**Direction 1:** Select every line of the listing below that contains the word "sandy", matching case exactly.

======== Source passage ========

We investigated the effects of Ti₃C₂T_x-doped PEDOT:PSS HTLs in PSCs (device configuration ITO/MXene:PEDOT:PSS/MAPbI₃/PC₆₁BM/BCP/Ag) (Figure 4a). The SEM cross-sectional image of the device is shown in Figure S8. The current density–voltage (J–V) curves under 1-sun illumination conditions (i.e., light intensity of 100 mW/cm², AM 1.5G) are shown in Figure 4b. The PSCs with PEDOT:PSS as the HTL showed lower J_sc and V_oc than those employing Ti₃C₂T_x-doped PEDOT:PSS HTLs. A possible reason for the lower PCE in the case of a pure PEDOT:PSS HTL is its inferior hydrophilicity and poor hole-extraction efficiency. The highest PCE was recorded for the 0.03 wt.% Ti₃C₂T_x-doped PEDOT:PSS HTL. A further increase in the concentration of Ti₃C₂T_x to 0.05 wt.% lowered the J_sc and V_oc compared to the 0.03 wt.% doping concentration (

Table 5. Photovoltaic performance parameters of PSCs employing pristine PEDOT:PSS and different doping amounts of Ti₃C₂T_x -doped PEDOT:PSS as HTLs.

Dopant Concentration	VoC (V)	Jsc (mA/cm2)	FF (%)	PCE (%) Reverse Scan	PCE (%) Forward Scan
0 wt.%	1.00 ± 0.01	18.01 ± 01	68.6 ± 04	12.5 ± 0.3	12.0 ± 0.2
0.03 wt.%	1.07 ± 0.01	19.02 ± 0.5	76.5 ± 03	15.1 ± 0.4	15.0 ± 0.3
0.05 wt.%	1.02 ± 0.01	18.70 ± 0.5	76.3 ± 04	14.5 ± 0.4	14.3 ± 0.4

). This decrease in PCE when increasing the concentration of Ti₃C₂T_x in PEDOT:PSS was attributed to an increase in surface roughness and the non-homogenous HTL layer (Figure S5). These data show that the 0.03 wt.% Ti₃C₂T_x doping led to a substantial improvement in the overall performance of the PSC.

The increased J_sc value for the 0.03 wt.% Ti₃C₂T_x-doped HTL was supported by the IPCE measurements (Figure 4c). The IPCE spectra for different doping concentrations of Ti₃C₂T_x revealed that the highest charge collection was for the optimized (0.03 wt.%) concentration of Ti₃C₂T_x in the HTL. The increased IPCE value in the 450–700 nm region indicates the higher light absorption and extraction ability of the HTL because of the appropriate doping of Ti₃C₂T_x. To understand the reasons behind the improved charge extraction, we measured the UPS spectra for pristine PEDOT:PSS and 0.03 wt.% Ti₃C₂T_x-doped PEDOT:PSS. The Ti₃C₂T_x-doped PEDOT:PSS film exhibited a higher work function (WF) of 4.99 eV as compared to the pristine PEDOT:PSS film (4.43 eV), which is advantageous for extracting holes from the perovskite layer to the HTL in PSCs (Figure 4d). The increased work function leads to a better band alignment with the perovskite, resulting in better charge extraction.

======== Listed entries ========

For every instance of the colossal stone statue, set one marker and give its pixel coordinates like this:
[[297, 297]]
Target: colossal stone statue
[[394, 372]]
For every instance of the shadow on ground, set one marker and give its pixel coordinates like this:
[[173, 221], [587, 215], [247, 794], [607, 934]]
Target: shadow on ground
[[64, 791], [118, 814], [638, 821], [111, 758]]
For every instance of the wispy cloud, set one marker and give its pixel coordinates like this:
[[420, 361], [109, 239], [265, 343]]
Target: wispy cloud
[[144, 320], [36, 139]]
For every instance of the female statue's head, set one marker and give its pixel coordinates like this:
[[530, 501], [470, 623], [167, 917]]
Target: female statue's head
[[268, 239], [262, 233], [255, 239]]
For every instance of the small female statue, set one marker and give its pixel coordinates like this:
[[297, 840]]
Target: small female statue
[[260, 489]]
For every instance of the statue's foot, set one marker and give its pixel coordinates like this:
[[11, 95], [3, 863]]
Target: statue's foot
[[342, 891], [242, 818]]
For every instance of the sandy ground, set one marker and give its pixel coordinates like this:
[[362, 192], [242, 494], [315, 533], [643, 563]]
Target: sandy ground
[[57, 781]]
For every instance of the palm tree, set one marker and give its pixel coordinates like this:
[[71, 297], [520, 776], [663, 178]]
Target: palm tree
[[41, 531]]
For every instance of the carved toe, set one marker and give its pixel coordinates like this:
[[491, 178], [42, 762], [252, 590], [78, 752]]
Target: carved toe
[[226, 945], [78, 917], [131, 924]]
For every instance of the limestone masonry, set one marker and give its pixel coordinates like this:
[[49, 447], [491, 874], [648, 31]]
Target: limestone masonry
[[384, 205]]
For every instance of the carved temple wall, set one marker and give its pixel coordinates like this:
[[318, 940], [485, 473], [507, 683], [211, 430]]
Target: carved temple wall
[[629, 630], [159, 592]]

========

**Direction 2:** Pick up the passage on Ti₃C₂T_x-doped PEDOT:PSS hole-transport layers from where it stops and continue it.

**Task output 1:**
For every instance of the sandy ground, set one marker and give its pixel coordinates like this:
Target: sandy ground

**Task output 2:**
We also showed the reproducibility of PSCs employing pristine and 0.03 wt.% Ti₃C₂T_x-doped HTLs in 10 devices, and their photovoltaic performance is summarized in Figure 5a–d. The average PCE, J_sc, FF, and V_oc were enhanced in the 0.03 wt.% Ti₃C₂T_x-doped HTL. These increases can be attributed to the surface hydrophilicity and reduced surface roughness of Ti₃C₂T_x-doped HTL, which significantly impacted the increase in grain size of MAPbI₃ crystals, as well as improving the conductivity and increasing the work function.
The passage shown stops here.